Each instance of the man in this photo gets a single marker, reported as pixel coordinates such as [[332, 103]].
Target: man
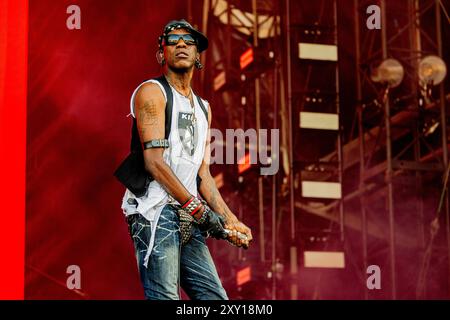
[[175, 154]]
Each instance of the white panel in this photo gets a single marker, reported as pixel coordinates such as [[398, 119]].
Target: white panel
[[317, 120], [324, 259], [326, 190], [317, 51]]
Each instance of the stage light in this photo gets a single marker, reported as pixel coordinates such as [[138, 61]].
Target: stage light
[[220, 80], [432, 70], [389, 72], [313, 51], [246, 58], [324, 259], [430, 126], [320, 189]]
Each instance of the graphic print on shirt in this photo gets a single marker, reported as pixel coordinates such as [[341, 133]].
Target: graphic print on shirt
[[188, 132]]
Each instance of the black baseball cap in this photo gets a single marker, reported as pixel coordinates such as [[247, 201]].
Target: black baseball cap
[[183, 24]]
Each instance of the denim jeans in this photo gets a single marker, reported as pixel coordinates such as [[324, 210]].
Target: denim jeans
[[170, 264]]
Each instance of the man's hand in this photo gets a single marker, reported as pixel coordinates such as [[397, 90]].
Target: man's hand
[[235, 226], [213, 224]]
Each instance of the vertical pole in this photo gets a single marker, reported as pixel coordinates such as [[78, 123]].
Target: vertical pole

• _Aim of the exercise_:
Rewrite every item above with "stage light" changed to "spotlight" and everything else left as it is. Leave the pictures out.

• _Correct answer_:
Each instance of the man in this photo gets a single marker, reported as pixel coordinates such as [[332, 103]].
Target: man
[[175, 154]]
Each instance of the white panel in this photo gets a single marker, reported as pixel coordinates such as [[398, 119]].
Target: white panel
[[317, 120], [324, 259], [326, 190], [317, 51]]
Each instance of the spotlight in this photo gets a single marker, reported as pixel coordinates such as [[138, 61]].
Target: spotlight
[[220, 80], [432, 70], [389, 72], [313, 51], [246, 58], [324, 259], [430, 126], [320, 189]]
Each instance of the graphic print on shirt in this photo gets a single marker, reported as pixel coordinates such as [[341, 133]].
Target: graphic print on shirt
[[188, 132]]
Each instance of the black baseball cap in this photo gets a single marker, reported as pixel coordinates such as [[247, 201]].
Target: black baseball cap
[[183, 24]]
Each instance of the denim jeans in this photo gets a single marker, reported as pixel coordinates such as [[324, 210]].
Target: denim jeans
[[170, 264]]
Each instance of the man's hand in this photo gets a single marker, reported as pixel coordinates such as [[397, 90]].
Target: man's hand
[[235, 226], [213, 224]]
Each instance of the vertical pole in this photo gets a single marker, reported as pixel coordinates such as [[78, 123]].
Target: vertical pole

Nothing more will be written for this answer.